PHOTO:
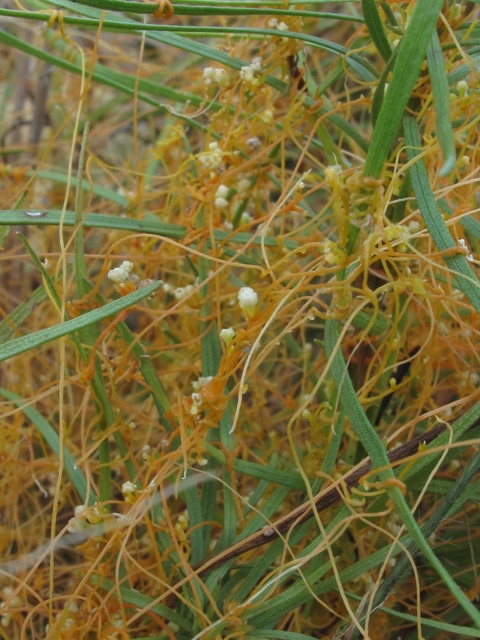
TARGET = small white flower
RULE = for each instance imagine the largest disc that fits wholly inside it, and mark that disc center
(248, 73)
(78, 523)
(221, 203)
(128, 488)
(212, 160)
(116, 620)
(182, 292)
(462, 88)
(243, 185)
(414, 226)
(245, 218)
(248, 300)
(215, 76)
(201, 382)
(222, 191)
(257, 64)
(121, 273)
(254, 143)
(267, 116)
(227, 335)
(197, 402)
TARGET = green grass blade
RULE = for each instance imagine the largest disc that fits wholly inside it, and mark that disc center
(285, 478)
(133, 597)
(22, 312)
(103, 221)
(403, 566)
(51, 437)
(464, 276)
(411, 54)
(425, 622)
(371, 441)
(375, 28)
(441, 98)
(379, 95)
(34, 340)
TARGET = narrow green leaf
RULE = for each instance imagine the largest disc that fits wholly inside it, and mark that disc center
(464, 276)
(379, 95)
(411, 54)
(425, 622)
(441, 98)
(285, 478)
(375, 28)
(135, 598)
(103, 221)
(371, 441)
(22, 312)
(79, 253)
(33, 340)
(51, 437)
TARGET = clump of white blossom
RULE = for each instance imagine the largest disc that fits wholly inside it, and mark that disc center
(201, 382)
(249, 73)
(122, 273)
(213, 159)
(227, 335)
(221, 201)
(215, 76)
(254, 143)
(182, 292)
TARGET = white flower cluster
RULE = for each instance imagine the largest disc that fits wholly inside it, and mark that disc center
(212, 160)
(197, 402)
(462, 88)
(227, 335)
(245, 218)
(465, 250)
(254, 143)
(249, 73)
(201, 382)
(182, 292)
(78, 522)
(221, 201)
(122, 273)
(273, 23)
(215, 76)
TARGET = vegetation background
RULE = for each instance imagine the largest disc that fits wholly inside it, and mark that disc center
(240, 372)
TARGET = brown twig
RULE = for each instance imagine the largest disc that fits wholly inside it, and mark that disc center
(324, 500)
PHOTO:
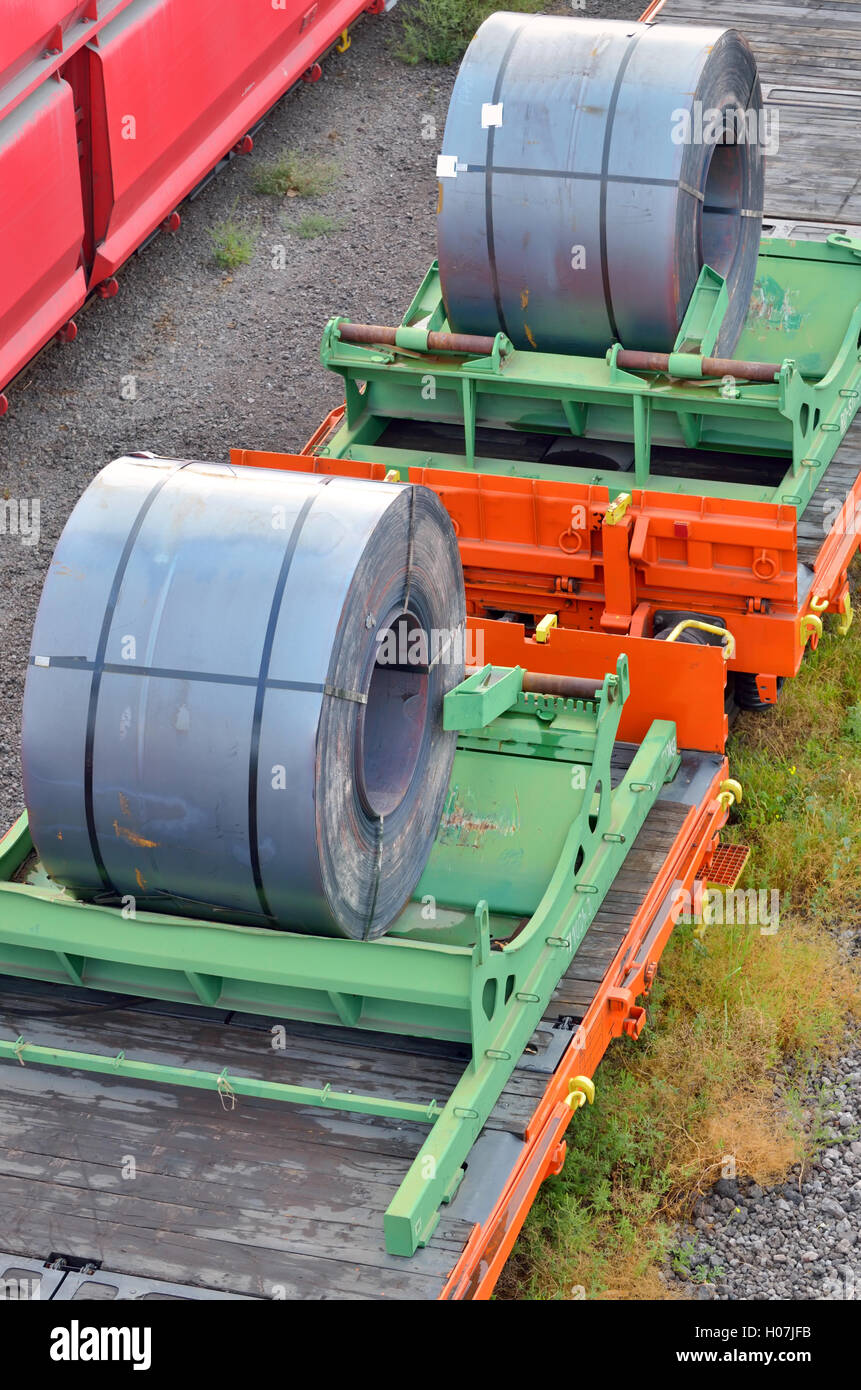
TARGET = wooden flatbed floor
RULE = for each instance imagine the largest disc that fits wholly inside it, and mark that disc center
(266, 1200)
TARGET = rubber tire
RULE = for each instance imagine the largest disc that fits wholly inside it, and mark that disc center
(747, 695)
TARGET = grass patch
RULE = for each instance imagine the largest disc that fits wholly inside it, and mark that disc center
(232, 245)
(313, 225)
(296, 175)
(726, 1008)
(438, 31)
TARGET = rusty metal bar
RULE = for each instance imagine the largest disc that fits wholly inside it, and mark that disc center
(568, 687)
(373, 334)
(710, 366)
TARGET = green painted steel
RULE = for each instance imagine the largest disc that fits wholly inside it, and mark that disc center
(804, 314)
(227, 1084)
(532, 829)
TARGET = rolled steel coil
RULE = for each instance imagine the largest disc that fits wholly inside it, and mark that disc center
(589, 170)
(232, 709)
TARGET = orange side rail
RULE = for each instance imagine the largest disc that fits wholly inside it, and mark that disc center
(490, 1244)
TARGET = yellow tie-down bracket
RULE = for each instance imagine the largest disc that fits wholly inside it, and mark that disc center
(729, 792)
(580, 1091)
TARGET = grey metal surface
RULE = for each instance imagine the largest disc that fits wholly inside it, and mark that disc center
(572, 214)
(25, 1280)
(205, 726)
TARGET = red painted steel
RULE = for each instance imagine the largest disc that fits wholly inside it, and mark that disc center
(110, 114)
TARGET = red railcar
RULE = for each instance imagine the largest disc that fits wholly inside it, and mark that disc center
(111, 111)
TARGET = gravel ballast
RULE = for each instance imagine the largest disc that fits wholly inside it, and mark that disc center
(799, 1240)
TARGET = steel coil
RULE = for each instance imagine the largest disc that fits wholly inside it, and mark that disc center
(232, 708)
(590, 170)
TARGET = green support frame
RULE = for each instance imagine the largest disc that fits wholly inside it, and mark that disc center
(804, 316)
(466, 973)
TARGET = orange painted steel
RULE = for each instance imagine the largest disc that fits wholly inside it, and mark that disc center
(538, 546)
(690, 679)
(612, 1014)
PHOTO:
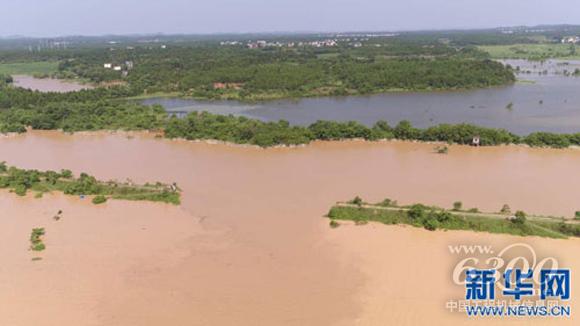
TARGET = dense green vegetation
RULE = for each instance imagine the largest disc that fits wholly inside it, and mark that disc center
(432, 218)
(21, 181)
(235, 72)
(97, 115)
(242, 130)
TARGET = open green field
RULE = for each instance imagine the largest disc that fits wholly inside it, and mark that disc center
(532, 51)
(28, 68)
(432, 218)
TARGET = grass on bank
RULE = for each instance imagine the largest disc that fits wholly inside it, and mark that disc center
(38, 68)
(433, 218)
(21, 181)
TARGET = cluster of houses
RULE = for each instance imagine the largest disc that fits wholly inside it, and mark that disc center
(316, 44)
(276, 44)
(128, 66)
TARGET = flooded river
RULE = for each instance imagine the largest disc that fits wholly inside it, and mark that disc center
(249, 244)
(543, 100)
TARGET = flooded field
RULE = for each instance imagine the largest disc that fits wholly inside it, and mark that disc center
(543, 100)
(249, 244)
(48, 84)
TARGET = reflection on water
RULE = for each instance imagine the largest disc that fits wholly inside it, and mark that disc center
(541, 102)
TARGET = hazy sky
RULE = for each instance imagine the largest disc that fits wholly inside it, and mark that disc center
(96, 17)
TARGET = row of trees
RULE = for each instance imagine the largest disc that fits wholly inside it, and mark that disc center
(248, 131)
(285, 72)
(124, 115)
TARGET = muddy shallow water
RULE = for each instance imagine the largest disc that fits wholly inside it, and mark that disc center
(249, 244)
(48, 84)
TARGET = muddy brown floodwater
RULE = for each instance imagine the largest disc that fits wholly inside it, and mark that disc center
(249, 244)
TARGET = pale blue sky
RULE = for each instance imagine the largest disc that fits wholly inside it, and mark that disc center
(97, 17)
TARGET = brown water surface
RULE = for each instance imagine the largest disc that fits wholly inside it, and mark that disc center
(248, 245)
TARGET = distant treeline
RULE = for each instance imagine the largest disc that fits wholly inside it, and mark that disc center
(121, 115)
(242, 130)
(20, 181)
(235, 72)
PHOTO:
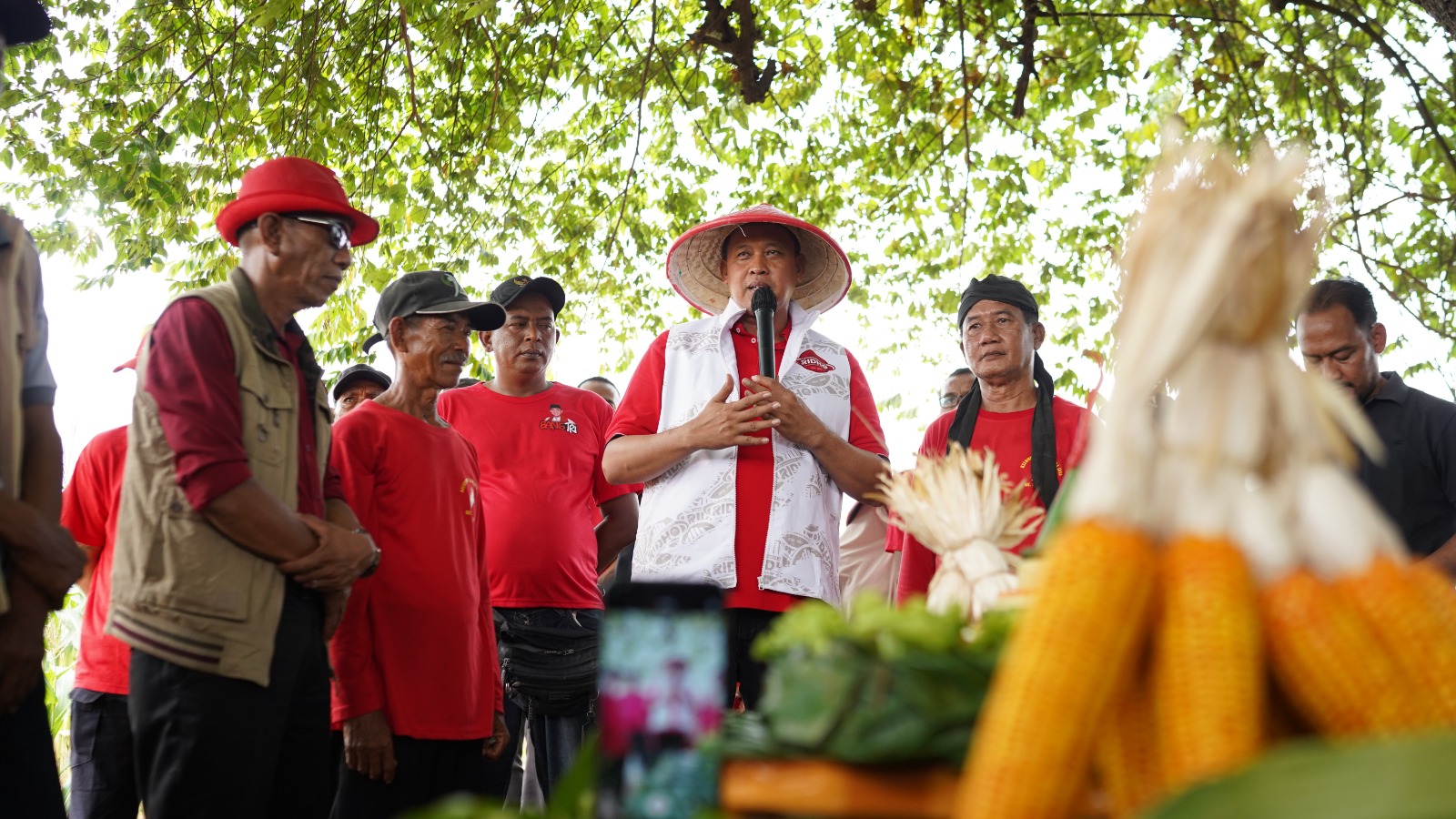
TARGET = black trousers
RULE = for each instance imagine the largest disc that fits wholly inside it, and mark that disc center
(225, 748)
(104, 778)
(427, 770)
(744, 673)
(29, 783)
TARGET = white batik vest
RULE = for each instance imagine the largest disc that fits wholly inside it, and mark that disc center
(686, 523)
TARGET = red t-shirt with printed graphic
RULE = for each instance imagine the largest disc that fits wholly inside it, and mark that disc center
(541, 484)
(419, 637)
(642, 405)
(89, 509)
(1008, 435)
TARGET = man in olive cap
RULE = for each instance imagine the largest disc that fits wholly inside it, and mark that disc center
(357, 383)
(1011, 409)
(541, 443)
(417, 687)
(38, 560)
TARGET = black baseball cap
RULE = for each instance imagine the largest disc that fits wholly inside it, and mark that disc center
(430, 293)
(356, 373)
(511, 288)
(22, 21)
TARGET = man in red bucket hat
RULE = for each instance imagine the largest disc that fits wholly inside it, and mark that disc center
(235, 550)
(744, 474)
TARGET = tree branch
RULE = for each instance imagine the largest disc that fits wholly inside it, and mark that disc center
(1028, 56)
(637, 146)
(1395, 58)
(737, 46)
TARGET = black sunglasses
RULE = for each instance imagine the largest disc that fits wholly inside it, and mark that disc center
(339, 229)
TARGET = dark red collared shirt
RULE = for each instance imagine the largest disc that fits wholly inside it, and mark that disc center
(189, 375)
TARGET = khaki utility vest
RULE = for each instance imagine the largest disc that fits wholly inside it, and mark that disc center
(181, 589)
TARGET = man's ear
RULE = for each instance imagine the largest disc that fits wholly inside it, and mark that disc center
(397, 334)
(269, 232)
(1378, 337)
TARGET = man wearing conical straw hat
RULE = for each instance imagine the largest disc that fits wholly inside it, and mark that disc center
(744, 472)
(1011, 409)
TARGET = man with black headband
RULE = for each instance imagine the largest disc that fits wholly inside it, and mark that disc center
(1009, 411)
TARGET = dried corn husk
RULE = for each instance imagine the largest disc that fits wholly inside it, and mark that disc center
(963, 509)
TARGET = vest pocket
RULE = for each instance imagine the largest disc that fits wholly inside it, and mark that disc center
(268, 419)
(201, 571)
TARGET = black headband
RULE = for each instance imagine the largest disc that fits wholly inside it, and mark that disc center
(996, 288)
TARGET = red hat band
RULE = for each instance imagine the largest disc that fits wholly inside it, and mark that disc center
(291, 184)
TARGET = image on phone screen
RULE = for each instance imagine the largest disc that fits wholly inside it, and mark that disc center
(662, 661)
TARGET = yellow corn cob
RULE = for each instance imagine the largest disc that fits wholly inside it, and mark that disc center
(1208, 661)
(1075, 649)
(1330, 663)
(1127, 753)
(1412, 634)
(1441, 593)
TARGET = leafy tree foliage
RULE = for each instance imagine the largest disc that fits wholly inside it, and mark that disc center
(577, 137)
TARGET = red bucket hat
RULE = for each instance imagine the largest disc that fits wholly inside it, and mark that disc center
(692, 263)
(291, 184)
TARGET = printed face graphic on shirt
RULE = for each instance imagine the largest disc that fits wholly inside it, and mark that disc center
(1026, 464)
(558, 420)
(470, 490)
(812, 361)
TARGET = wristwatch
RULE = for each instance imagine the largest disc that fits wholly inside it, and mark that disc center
(373, 564)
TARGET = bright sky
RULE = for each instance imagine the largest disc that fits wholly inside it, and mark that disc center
(92, 331)
(95, 329)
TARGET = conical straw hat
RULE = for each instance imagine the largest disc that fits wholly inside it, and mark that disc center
(692, 263)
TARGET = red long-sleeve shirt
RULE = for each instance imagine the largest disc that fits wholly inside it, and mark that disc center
(89, 509)
(642, 407)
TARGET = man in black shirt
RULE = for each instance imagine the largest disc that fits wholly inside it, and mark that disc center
(1416, 486)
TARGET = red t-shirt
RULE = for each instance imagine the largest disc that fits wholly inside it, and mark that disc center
(417, 639)
(642, 407)
(1008, 435)
(189, 375)
(89, 511)
(541, 480)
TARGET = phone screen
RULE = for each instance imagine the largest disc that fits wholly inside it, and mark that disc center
(662, 662)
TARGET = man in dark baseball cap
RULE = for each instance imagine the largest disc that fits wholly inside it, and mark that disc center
(516, 288)
(433, 293)
(357, 383)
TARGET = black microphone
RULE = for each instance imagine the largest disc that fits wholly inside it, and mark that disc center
(764, 303)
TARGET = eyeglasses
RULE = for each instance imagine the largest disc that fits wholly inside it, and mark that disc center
(339, 229)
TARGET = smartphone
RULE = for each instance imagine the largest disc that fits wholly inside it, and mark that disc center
(664, 653)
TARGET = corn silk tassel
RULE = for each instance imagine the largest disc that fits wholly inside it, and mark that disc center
(963, 509)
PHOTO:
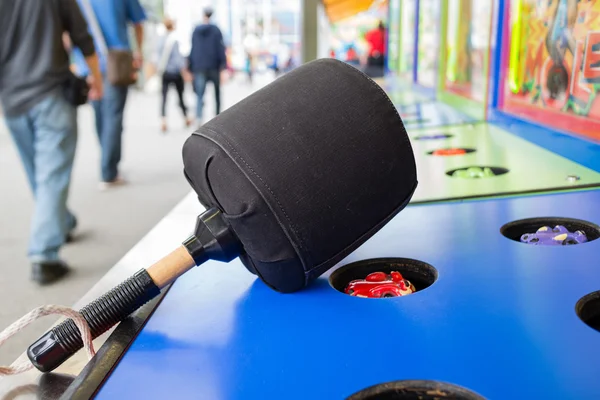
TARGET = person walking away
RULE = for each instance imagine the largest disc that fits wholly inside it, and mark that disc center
(206, 60)
(170, 65)
(34, 75)
(376, 53)
(108, 21)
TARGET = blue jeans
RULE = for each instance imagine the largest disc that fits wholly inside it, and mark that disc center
(200, 80)
(109, 127)
(46, 137)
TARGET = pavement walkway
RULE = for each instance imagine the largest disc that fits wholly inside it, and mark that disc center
(111, 222)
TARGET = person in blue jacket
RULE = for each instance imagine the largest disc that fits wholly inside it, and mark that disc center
(207, 60)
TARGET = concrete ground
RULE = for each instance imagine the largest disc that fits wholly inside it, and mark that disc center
(110, 223)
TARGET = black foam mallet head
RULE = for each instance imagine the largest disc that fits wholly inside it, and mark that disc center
(304, 170)
(295, 177)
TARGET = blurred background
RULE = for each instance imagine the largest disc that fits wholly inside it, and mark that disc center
(263, 40)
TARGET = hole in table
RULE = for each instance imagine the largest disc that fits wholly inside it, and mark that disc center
(434, 136)
(477, 172)
(588, 309)
(415, 389)
(378, 278)
(451, 151)
(551, 231)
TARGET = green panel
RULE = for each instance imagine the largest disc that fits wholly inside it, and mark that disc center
(407, 97)
(464, 55)
(531, 168)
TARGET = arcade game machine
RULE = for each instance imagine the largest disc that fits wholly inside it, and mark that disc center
(503, 297)
(452, 51)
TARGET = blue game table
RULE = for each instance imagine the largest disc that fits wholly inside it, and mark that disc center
(499, 320)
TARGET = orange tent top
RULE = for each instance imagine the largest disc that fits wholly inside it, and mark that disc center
(338, 10)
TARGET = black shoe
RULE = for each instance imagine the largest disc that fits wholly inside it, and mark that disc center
(69, 238)
(45, 272)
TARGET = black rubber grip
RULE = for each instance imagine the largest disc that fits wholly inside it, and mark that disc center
(64, 340)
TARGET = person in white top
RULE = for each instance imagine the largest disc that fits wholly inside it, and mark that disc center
(170, 66)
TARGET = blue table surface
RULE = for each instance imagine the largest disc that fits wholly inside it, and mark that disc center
(500, 320)
(432, 115)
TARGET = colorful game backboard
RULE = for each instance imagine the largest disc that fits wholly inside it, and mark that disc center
(551, 64)
(464, 72)
(429, 43)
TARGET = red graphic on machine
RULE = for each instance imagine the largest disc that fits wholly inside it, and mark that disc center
(380, 284)
(554, 64)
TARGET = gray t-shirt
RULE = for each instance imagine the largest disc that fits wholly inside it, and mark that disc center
(33, 61)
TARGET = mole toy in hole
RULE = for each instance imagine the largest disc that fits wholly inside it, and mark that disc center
(379, 284)
(473, 173)
(558, 236)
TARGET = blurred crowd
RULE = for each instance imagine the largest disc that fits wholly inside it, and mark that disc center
(371, 58)
(56, 55)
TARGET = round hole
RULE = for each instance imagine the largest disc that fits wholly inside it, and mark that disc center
(420, 274)
(415, 389)
(551, 231)
(477, 172)
(434, 136)
(451, 151)
(588, 309)
(416, 121)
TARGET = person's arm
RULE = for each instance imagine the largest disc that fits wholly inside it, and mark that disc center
(137, 15)
(76, 26)
(222, 55)
(139, 38)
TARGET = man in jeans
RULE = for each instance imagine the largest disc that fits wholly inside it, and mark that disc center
(113, 17)
(206, 60)
(34, 68)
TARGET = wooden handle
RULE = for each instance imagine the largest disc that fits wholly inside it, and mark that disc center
(171, 267)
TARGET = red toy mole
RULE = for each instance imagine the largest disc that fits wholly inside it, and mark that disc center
(380, 284)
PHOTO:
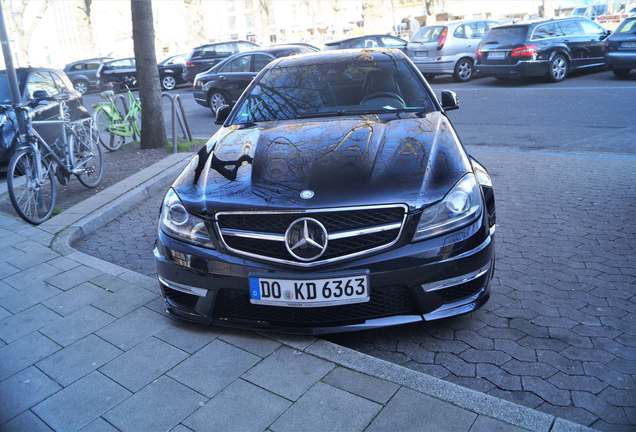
◆ ◆ ◆ ◆ ◆
Reproduce the records word for word from their start through the line containing "(266, 1200)", including that line, and leave the pictures out.

PHOTO:
TARGET = small white flower
RULE = for each instance imagine the largest disc that fits wholly inside it, and mark that disc center
(248, 73)
(78, 523)
(221, 203)
(128, 488)
(212, 160)
(116, 620)
(182, 292)
(462, 88)
(243, 185)
(414, 226)
(245, 218)
(248, 300)
(215, 76)
(201, 382)
(222, 191)
(257, 64)
(121, 273)
(254, 143)
(267, 116)
(227, 335)
(197, 402)
TARGET = green grass blade
RULE = for each instance imagine the largest disc that fits wholly inside it, and mark that disc center
(285, 478)
(133, 597)
(22, 312)
(103, 221)
(403, 566)
(51, 437)
(464, 276)
(411, 54)
(425, 622)
(371, 441)
(375, 28)
(441, 98)
(379, 95)
(34, 340)
TARGET = narrow green leaf
RULE = for each instance imagine the largest disc that fits wholly inside it, and mark that disc center
(464, 276)
(379, 95)
(411, 54)
(425, 622)
(441, 98)
(285, 478)
(375, 28)
(135, 598)
(103, 221)
(371, 441)
(22, 312)
(79, 253)
(33, 340)
(51, 437)
TARGET = clump of white blossom
RULE = for each instance imagine the largest disc that fits wholly inside it, and mark that disc center
(201, 382)
(249, 73)
(122, 273)
(213, 159)
(227, 335)
(221, 201)
(215, 76)
(254, 143)
(182, 292)
TARGET = white flower cluster
RULE = for each instance imagine the largest disc that fits wholly inside it, and mark that disc center
(212, 160)
(197, 402)
(462, 88)
(227, 335)
(245, 218)
(465, 250)
(254, 143)
(249, 73)
(201, 382)
(182, 292)
(78, 522)
(221, 201)
(122, 273)
(273, 23)
(215, 76)
TARGET = vegetation background
RULE = for each instance imagine the largest disc that fits wholly inside it, and mark that disc center
(240, 372)
TARGET = brown twig
RULE = for each instance imagine the largest disc that fits wholly inside it, and mark that disc center
(324, 500)
PHOTO:
TARGET = wooden flatbed floor
RULE = for each instance imagine the largest disc that fits wholly inside it, and mark that disc center
(266, 1200)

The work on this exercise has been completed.